## Requirements
**a)** In the article on Froman's trade speech below, why does he say the US needs to "take the field and help set the standards"? Answer in one to three sentences.
**b)** List every issue on which, according to the article on Froman's trade speech below, the US is trying to raise global standards through these agreements.
**c)** Restate word for word the part of the article on Froman's trade speech below that runs from "Speaking to The" up to and including "is available here.".
[START OF Quoted passage]
Speaking to The Economist’s Buttonwood gathering in New York, Froman said that “global trade is expected to grow is expected to grow more slowly in the future than it has in the past.”

Froman’s speech is available here.

One way to address it is to open markets further, creating new opportunities for trade and investment and reducing unnecessary costs and efficiencies in the system. That is why the Obama administration is pursuing “perhaps the most ambitious trade agenda in American history,” he said.

In particular, he referred to the Trans-Pacific Partnership (TPP) and the EU-US Transatlantic Trade and Investment Partnership or (TTIP), which he said “together will allow us to conduct free trade with economies representing nearly two-thirds of global GDP.”

Through these agreements, the US is trying to bring global standards higher on issues like labour, environment or intellectual property rights protection, he said.

“Other countries are busy negotiating preferential access to key markets. They may not share our high standards on labor or environmental or intellectual property rights issue protections.”

“So we need to take the field and help set the standards,” he said. “Otherwise, we will be standard-takers in a global economy that does not necessarily reflect America’s interests and values.”
[END OF Quoted passage]
[START OF Provided information]
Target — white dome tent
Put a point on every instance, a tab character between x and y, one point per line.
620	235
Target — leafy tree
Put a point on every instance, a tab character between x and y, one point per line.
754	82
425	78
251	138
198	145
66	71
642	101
[END OF Provided information]
## Outputs in order
**a)** Other countries are negotiating preferential access to key markets and may not share US standards on labor, environmental, or intellectual property protections. If the US doesn't help set the standards, it will be a standard-taker in a global economy that doesn't necessarily reflect America's interests and values.

**b)**
- Labor
- Environment
- Intellectual property rights protection

**c)**
Speaking to The Economist’s Buttonwood gathering in New York, Froman said that “global trade is expected to grow is expected to grow more slowly in the future than it has in the past.”

Froman’s speech is available here.